- [Directions for this task]:
Copy out every record below exactly as written, but leave out any pictures.
** Dataset records follows **
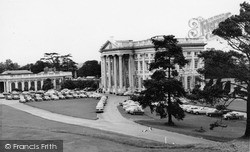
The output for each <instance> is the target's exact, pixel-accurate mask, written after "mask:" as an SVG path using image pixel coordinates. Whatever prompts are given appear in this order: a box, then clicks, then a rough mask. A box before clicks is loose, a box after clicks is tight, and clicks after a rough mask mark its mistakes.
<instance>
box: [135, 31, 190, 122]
mask: <svg viewBox="0 0 250 152" xmlns="http://www.w3.org/2000/svg"><path fill="white" fill-rule="evenodd" d="M151 40H152V43H153V44H154V47H155V51H156V53H155V57H154V62H152V63H151V64H150V69H149V70H150V71H153V72H154V73H153V74H152V76H151V79H148V80H145V81H144V87H145V88H146V89H145V90H144V91H142V93H141V96H140V97H139V100H140V103H141V104H142V106H143V107H147V106H149V107H150V108H151V110H152V111H156V112H157V113H159V114H160V116H161V118H164V117H166V116H168V125H173V124H174V123H173V121H172V116H174V117H175V118H176V119H178V120H182V119H183V118H184V116H185V114H184V111H183V110H182V108H181V107H180V106H179V104H181V102H180V100H179V99H178V98H179V97H182V96H184V95H185V91H184V88H183V86H182V83H181V82H180V81H178V79H177V76H178V72H177V70H176V69H175V67H176V65H179V66H181V67H182V66H184V65H185V64H186V63H187V60H185V58H184V56H183V52H182V48H181V47H180V46H179V45H177V43H178V41H177V39H175V38H174V36H173V35H168V36H165V35H164V36H156V37H153V38H151ZM155 102H156V103H157V106H156V107H154V106H153V104H152V103H155Z"/></svg>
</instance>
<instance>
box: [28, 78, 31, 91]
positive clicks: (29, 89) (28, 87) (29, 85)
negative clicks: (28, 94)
mask: <svg viewBox="0 0 250 152" xmlns="http://www.w3.org/2000/svg"><path fill="white" fill-rule="evenodd" d="M30 87H31V82H30V80H29V81H28V90H30Z"/></svg>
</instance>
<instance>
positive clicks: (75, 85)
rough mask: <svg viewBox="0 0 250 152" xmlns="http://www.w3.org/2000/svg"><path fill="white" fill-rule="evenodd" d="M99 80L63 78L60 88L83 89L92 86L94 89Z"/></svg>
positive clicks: (70, 88) (94, 89)
mask: <svg viewBox="0 0 250 152" xmlns="http://www.w3.org/2000/svg"><path fill="white" fill-rule="evenodd" d="M98 84H99V81H97V80H65V81H64V82H63V83H62V89H64V88H67V89H76V88H78V89H85V88H92V89H93V90H96V89H97V88H98Z"/></svg>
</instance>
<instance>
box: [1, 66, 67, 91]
mask: <svg viewBox="0 0 250 152" xmlns="http://www.w3.org/2000/svg"><path fill="white" fill-rule="evenodd" d="M71 78H72V72H62V71H55V70H51V69H46V68H45V70H44V71H43V72H40V73H38V74H33V73H32V72H31V71H28V70H10V71H5V72H3V73H2V74H0V92H12V91H13V90H15V89H18V90H21V91H28V90H34V91H38V90H41V89H42V86H43V83H44V81H45V80H46V79H51V80H52V83H53V86H54V89H60V86H61V82H62V81H63V80H64V79H71ZM31 88H32V89H31Z"/></svg>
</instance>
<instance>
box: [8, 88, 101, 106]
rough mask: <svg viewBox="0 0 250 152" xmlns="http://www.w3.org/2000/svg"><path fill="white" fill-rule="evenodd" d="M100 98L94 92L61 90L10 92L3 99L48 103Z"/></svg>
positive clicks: (71, 90) (96, 93)
mask: <svg viewBox="0 0 250 152" xmlns="http://www.w3.org/2000/svg"><path fill="white" fill-rule="evenodd" d="M87 97H90V98H97V99H98V98H101V94H99V93H96V92H87V91H84V90H69V89H63V90H61V91H57V90H53V89H52V90H48V91H46V92H45V91H42V90H40V91H36V92H35V91H30V92H28V91H24V92H12V93H6V94H5V95H4V98H5V99H7V100H19V102H21V103H24V102H30V101H48V100H59V99H76V98H87Z"/></svg>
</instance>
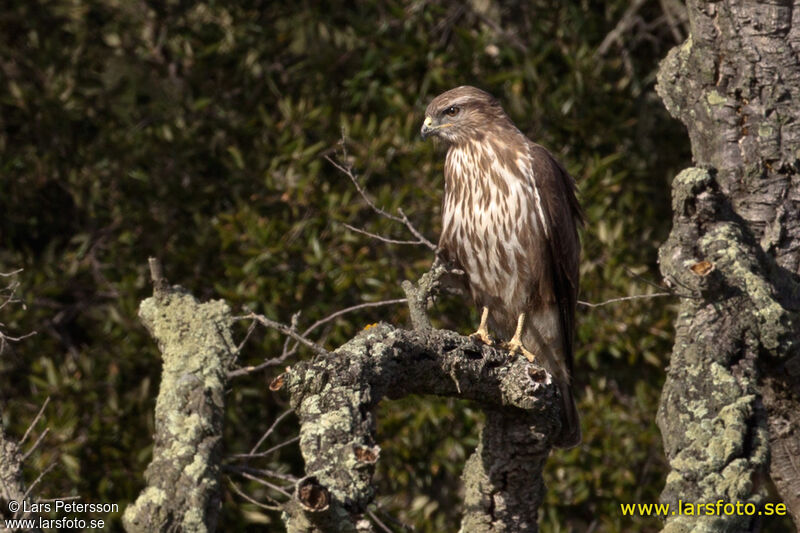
** End of Dataset records **
- [Solution to this task]:
The output for each <instance> is the target's exact, pixel-accurate mask, written after "mask:" as an SVG path using image pixel coordinates. Whatever prompts are given appear in this order: a box, then clicks, then a rough mask. A box before clicks is loose, a box after clicks is tight, and clicks after a rough mask mark its mistakes.
<instance>
box: [135, 31, 190, 122]
mask: <svg viewBox="0 0 250 152" xmlns="http://www.w3.org/2000/svg"><path fill="white" fill-rule="evenodd" d="M151 40H152V43H153V44H154V47H155V51H156V53H155V57H154V62H152V63H151V64H150V69H149V70H150V71H153V72H154V73H153V74H152V76H151V79H148V80H145V81H144V87H145V88H146V89H145V90H144V91H142V93H141V96H140V97H139V100H140V103H141V104H142V106H143V107H147V106H149V107H150V108H151V110H152V111H156V112H157V113H159V114H160V116H161V118H164V117H166V116H168V125H173V124H174V123H173V121H172V116H174V117H175V118H176V119H178V120H182V119H183V118H184V116H185V114H184V111H183V110H182V108H181V107H180V106H179V104H181V102H180V100H179V99H178V98H179V97H182V96H184V95H185V91H184V88H183V86H182V83H181V82H180V81H178V79H177V76H178V72H177V70H176V69H175V67H176V65H179V66H181V67H182V66H184V65H185V64H186V63H187V60H185V58H184V56H183V52H182V48H181V47H180V46H179V45H177V43H178V41H177V39H175V38H174V36H173V35H168V36H165V35H164V36H156V37H153V38H151ZM155 102H156V103H157V106H156V107H154V106H153V104H152V103H155Z"/></svg>
</instance>
<instance>
box: [28, 78, 31, 91]
positive clicks: (29, 89) (28, 87) (29, 85)
negative clicks: (28, 94)
mask: <svg viewBox="0 0 250 152" xmlns="http://www.w3.org/2000/svg"><path fill="white" fill-rule="evenodd" d="M30 87H31V82H30V80H29V81H28V90H30Z"/></svg>
</instance>
<instance>
positive clicks: (75, 85)
rough mask: <svg viewBox="0 0 250 152" xmlns="http://www.w3.org/2000/svg"><path fill="white" fill-rule="evenodd" d="M99 80L63 78L60 88L83 89L92 86L94 89Z"/></svg>
positive clicks: (70, 88) (94, 89)
mask: <svg viewBox="0 0 250 152" xmlns="http://www.w3.org/2000/svg"><path fill="white" fill-rule="evenodd" d="M98 84H99V81H97V80H65V81H64V82H63V83H62V89H64V88H67V89H76V88H78V89H85V88H92V89H93V90H96V89H97V88H98Z"/></svg>
</instance>
<instance>
box: [1, 66, 67, 91]
mask: <svg viewBox="0 0 250 152" xmlns="http://www.w3.org/2000/svg"><path fill="white" fill-rule="evenodd" d="M71 78H72V72H62V71H55V70H51V69H46V68H45V70H44V71H43V72H40V73H38V74H33V73H32V72H31V71H28V70H10V71H5V72H3V73H2V74H0V92H12V91H13V90H15V89H18V90H21V91H28V90H34V91H38V90H41V89H42V86H43V83H44V81H45V80H46V79H51V80H52V83H53V86H54V89H60V86H61V82H62V81H63V80H64V79H71ZM31 88H32V89H31Z"/></svg>
</instance>
<instance>
box: [8, 88, 101, 106]
rough mask: <svg viewBox="0 0 250 152" xmlns="http://www.w3.org/2000/svg"><path fill="white" fill-rule="evenodd" d="M100 98L94 92L61 90L10 92L3 99L48 103Z"/></svg>
positive clicks: (71, 90) (96, 93)
mask: <svg viewBox="0 0 250 152" xmlns="http://www.w3.org/2000/svg"><path fill="white" fill-rule="evenodd" d="M87 97H90V98H97V99H98V98H101V94H99V93H96V92H87V91H84V90H69V89H63V90H61V91H57V90H53V89H52V90H48V91H46V92H45V91H42V90H40V91H36V92H35V91H30V92H28V91H24V92H12V93H6V94H5V95H4V98H5V99H7V100H19V102H21V103H24V102H30V101H48V100H59V99H76V98H87Z"/></svg>
</instance>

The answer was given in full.